'''
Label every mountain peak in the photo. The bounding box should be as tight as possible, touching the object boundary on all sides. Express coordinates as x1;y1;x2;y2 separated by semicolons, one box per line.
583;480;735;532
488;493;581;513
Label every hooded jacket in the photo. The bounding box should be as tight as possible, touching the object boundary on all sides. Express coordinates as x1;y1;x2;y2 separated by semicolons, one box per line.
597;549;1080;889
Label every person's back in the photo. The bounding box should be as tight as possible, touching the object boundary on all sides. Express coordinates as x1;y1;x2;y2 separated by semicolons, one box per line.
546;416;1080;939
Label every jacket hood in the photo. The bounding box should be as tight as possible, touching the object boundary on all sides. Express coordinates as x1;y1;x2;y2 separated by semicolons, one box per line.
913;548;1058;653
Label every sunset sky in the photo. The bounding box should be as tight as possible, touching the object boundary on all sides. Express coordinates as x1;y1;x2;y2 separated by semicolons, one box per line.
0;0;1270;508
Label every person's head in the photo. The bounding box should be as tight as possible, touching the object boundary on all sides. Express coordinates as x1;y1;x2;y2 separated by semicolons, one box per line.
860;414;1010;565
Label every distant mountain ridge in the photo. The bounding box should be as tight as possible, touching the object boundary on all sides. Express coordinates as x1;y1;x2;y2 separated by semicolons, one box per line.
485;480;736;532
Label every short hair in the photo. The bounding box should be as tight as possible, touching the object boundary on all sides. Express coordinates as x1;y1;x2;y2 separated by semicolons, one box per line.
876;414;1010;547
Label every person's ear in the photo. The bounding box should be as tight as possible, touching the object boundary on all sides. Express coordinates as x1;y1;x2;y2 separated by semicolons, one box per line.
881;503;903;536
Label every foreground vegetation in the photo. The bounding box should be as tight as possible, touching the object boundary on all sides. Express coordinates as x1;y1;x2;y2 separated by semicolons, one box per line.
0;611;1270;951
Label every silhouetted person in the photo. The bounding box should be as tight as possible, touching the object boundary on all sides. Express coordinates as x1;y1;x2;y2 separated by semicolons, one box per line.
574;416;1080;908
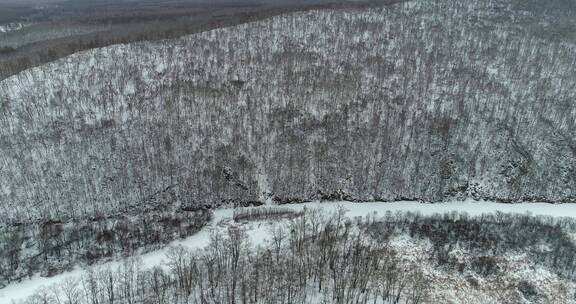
'''
_Stated problem_. Copy out the records starting at the line containing "Label every short" and ending after the line containing "876;414;1010;547", keeping each line unchanged.

_Reply to the exercise_.
Label every short hair in the photo. The bounding box should be as tight as possible, touching the object boundary on all sides. Express coordinates as x1;y1;x2;y2 separated by semicolons, one box per line.
876;414;1010;547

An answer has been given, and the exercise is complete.